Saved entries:
•••••

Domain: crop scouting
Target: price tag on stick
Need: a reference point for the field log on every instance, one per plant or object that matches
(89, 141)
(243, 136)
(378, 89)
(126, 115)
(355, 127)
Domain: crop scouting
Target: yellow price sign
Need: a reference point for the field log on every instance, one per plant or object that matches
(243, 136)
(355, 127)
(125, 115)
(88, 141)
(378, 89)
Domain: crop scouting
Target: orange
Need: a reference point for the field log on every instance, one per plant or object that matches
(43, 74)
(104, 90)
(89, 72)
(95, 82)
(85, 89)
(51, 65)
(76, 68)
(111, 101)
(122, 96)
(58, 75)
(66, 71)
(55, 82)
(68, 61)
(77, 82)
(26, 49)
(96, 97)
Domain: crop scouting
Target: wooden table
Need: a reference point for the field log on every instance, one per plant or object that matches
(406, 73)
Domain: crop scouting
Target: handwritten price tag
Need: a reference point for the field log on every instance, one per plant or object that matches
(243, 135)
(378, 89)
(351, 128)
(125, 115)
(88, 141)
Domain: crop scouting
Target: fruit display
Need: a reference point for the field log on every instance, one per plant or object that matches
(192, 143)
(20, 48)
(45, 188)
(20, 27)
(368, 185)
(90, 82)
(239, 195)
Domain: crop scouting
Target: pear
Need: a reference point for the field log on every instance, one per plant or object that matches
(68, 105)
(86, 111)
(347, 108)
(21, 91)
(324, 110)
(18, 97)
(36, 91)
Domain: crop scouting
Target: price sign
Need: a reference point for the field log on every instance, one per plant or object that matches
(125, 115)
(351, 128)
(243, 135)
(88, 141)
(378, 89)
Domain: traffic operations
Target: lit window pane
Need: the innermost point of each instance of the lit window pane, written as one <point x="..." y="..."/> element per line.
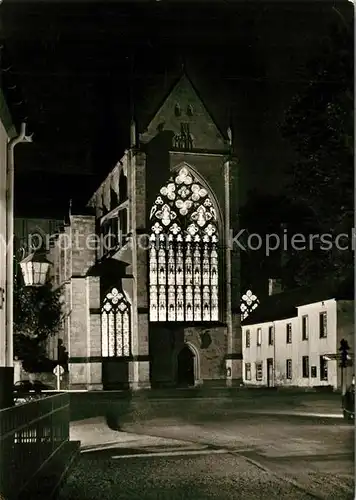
<point x="185" y="268"/>
<point x="115" y="325"/>
<point x="104" y="334"/>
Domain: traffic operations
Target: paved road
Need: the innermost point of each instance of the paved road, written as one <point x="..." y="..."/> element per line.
<point x="318" y="453"/>
<point x="201" y="476"/>
<point x="252" y="456"/>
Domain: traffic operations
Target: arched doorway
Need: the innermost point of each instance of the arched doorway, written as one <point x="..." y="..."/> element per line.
<point x="185" y="367"/>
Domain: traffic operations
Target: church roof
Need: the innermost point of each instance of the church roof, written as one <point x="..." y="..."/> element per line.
<point x="284" y="305"/>
<point x="183" y="103"/>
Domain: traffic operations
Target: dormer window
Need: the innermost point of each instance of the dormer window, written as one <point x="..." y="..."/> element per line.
<point x="123" y="187"/>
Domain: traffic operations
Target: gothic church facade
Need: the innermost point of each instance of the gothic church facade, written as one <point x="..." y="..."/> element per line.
<point x="151" y="278"/>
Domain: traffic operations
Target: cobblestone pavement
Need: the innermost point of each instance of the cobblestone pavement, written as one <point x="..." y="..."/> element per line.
<point x="246" y="455"/>
<point x="317" y="453"/>
<point x="190" y="477"/>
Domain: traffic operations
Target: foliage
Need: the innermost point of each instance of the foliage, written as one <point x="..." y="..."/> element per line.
<point x="37" y="316"/>
<point x="319" y="124"/>
<point x="266" y="215"/>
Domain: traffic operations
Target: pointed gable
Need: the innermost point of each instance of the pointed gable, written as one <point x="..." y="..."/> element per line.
<point x="183" y="112"/>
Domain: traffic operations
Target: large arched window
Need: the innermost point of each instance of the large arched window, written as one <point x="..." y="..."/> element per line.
<point x="115" y="325"/>
<point x="183" y="257"/>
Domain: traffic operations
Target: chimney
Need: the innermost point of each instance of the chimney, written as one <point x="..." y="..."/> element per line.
<point x="274" y="286"/>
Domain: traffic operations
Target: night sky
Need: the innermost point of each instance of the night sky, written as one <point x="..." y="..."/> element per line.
<point x="76" y="72"/>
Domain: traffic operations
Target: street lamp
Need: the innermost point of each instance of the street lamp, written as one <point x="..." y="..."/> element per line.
<point x="35" y="268"/>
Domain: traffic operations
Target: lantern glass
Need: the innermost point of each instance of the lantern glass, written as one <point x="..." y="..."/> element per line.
<point x="35" y="269"/>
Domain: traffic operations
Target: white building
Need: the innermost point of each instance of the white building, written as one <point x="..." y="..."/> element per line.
<point x="293" y="338"/>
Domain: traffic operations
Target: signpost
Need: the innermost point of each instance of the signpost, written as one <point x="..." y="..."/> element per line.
<point x="344" y="351"/>
<point x="58" y="371"/>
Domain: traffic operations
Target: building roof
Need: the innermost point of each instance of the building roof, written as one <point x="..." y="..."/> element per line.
<point x="284" y="305"/>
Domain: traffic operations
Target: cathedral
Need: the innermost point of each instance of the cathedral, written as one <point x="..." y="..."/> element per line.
<point x="151" y="276"/>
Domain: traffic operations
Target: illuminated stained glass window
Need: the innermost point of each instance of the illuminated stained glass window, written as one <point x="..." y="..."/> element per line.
<point x="115" y="325"/>
<point x="183" y="258"/>
<point x="249" y="302"/>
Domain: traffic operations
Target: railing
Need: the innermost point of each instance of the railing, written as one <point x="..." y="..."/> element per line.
<point x="30" y="435"/>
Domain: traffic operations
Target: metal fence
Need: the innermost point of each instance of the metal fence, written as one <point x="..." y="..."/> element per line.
<point x="30" y="435"/>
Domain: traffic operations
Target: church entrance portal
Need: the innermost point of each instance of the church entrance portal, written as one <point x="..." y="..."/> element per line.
<point x="185" y="361"/>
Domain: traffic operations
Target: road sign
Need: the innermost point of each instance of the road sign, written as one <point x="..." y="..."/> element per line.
<point x="58" y="371"/>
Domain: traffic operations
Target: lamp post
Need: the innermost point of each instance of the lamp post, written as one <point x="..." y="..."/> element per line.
<point x="35" y="268"/>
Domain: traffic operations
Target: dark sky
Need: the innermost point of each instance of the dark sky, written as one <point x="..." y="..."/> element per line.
<point x="79" y="68"/>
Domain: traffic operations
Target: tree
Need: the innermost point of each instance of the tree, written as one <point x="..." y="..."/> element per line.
<point x="268" y="215"/>
<point x="320" y="126"/>
<point x="37" y="316"/>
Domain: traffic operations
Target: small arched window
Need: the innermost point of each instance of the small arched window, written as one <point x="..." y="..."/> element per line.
<point x="113" y="199"/>
<point x="115" y="325"/>
<point x="249" y="302"/>
<point x="122" y="187"/>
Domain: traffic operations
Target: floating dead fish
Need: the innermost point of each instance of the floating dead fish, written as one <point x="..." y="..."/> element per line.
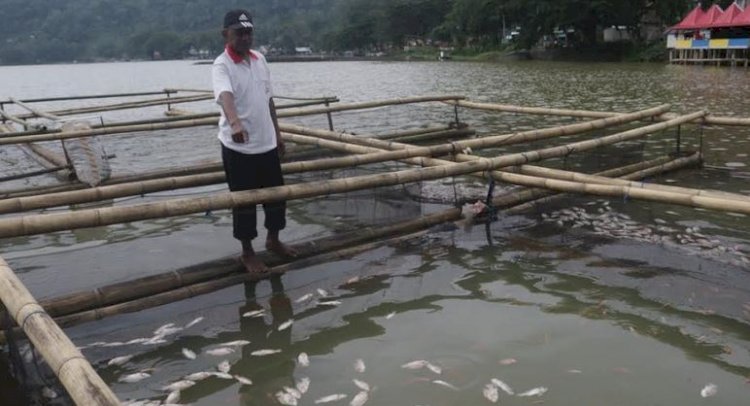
<point x="198" y="376"/>
<point x="303" y="360"/>
<point x="490" y="393"/>
<point x="534" y="392"/>
<point x="188" y="354"/>
<point x="261" y="353"/>
<point x="179" y="385"/>
<point x="359" y="365"/>
<point x="502" y="385"/>
<point x="293" y="391"/>
<point x="49" y="393"/>
<point x="330" y="303"/>
<point x="194" y="322"/>
<point x="359" y="399"/>
<point x="285" y="325"/>
<point x="222" y="375"/>
<point x="113" y="344"/>
<point x="173" y="397"/>
<point x="220" y="351"/>
<point x="507" y="361"/>
<point x="330" y="398"/>
<point x="446" y="384"/>
<point x="303" y="385"/>
<point x="255" y="313"/>
<point x="418" y="364"/>
<point x="286" y="399"/>
<point x="132" y="378"/>
<point x="236" y="343"/>
<point x="243" y="380"/>
<point x="434" y="368"/>
<point x="119" y="360"/>
<point x="362" y="385"/>
<point x="709" y="390"/>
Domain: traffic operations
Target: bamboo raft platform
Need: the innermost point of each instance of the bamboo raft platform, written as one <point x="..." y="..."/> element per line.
<point x="425" y="150"/>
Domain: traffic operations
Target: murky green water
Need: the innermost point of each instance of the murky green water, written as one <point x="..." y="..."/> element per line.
<point x="598" y="315"/>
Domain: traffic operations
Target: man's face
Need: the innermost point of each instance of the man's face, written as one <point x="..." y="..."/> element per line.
<point x="240" y="39"/>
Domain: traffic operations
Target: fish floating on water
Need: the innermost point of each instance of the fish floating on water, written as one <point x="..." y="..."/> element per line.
<point x="490" y="393"/>
<point x="303" y="385"/>
<point x="194" y="322"/>
<point x="709" y="390"/>
<point x="133" y="378"/>
<point x="119" y="360"/>
<point x="188" y="354"/>
<point x="173" y="397"/>
<point x="359" y="399"/>
<point x="285" y="325"/>
<point x="303" y="360"/>
<point x="236" y="343"/>
<point x="261" y="353"/>
<point x="221" y="351"/>
<point x="179" y="385"/>
<point x="198" y="376"/>
<point x="362" y="385"/>
<point x="330" y="398"/>
<point x="418" y="364"/>
<point x="502" y="385"/>
<point x="359" y="365"/>
<point x="243" y="380"/>
<point x="255" y="313"/>
<point x="330" y="303"/>
<point x="446" y="384"/>
<point x="534" y="392"/>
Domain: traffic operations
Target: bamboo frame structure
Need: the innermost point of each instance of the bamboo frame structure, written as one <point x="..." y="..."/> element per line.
<point x="38" y="224"/>
<point x="66" y="361"/>
<point x="507" y="108"/>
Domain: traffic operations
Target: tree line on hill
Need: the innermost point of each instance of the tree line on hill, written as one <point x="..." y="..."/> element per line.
<point x="42" y="31"/>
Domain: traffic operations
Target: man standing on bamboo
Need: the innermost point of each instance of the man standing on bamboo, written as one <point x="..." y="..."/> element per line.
<point x="251" y="143"/>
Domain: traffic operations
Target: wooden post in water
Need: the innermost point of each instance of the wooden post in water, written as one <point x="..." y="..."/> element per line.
<point x="69" y="365"/>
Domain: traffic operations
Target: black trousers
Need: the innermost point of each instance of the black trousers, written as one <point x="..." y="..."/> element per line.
<point x="256" y="171"/>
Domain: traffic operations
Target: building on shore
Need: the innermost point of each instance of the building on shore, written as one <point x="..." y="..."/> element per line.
<point x="713" y="36"/>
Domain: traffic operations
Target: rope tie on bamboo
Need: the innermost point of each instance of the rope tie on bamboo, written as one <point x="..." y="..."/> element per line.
<point x="66" y="360"/>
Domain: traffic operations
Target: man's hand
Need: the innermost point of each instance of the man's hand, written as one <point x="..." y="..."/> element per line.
<point x="239" y="135"/>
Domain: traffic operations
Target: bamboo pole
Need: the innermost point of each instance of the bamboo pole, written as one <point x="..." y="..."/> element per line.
<point x="540" y="196"/>
<point x="39" y="224"/>
<point x="95" y="96"/>
<point x="124" y="106"/>
<point x="496" y="140"/>
<point x="712" y="120"/>
<point x="107" y="131"/>
<point x="151" y="285"/>
<point x="108" y="192"/>
<point x="69" y="365"/>
<point x="366" y="105"/>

•••••

Would you copy out exactly the lines above that start at the one containing "Target: man standing on bamboo" and end at the one containing "Target: building on shore", inclusive?

Target: man standing on bamboo
Need: the innermost point of each instance of the man standing on bamboo, written as one <point x="..." y="..."/> element per line.
<point x="251" y="143"/>
Domain: traffic operations
Target: wooden post in water
Need: the innermost point of each instance of the wooden post in water, written as one <point x="..." y="..."/> element per line.
<point x="69" y="365"/>
Domain: traffic operations
Target: black trousers
Need: the innermost point of each instance of the black trousers, written as one <point x="..." y="..."/> element per line.
<point x="256" y="171"/>
Domain: traffic operations
Target: building on shore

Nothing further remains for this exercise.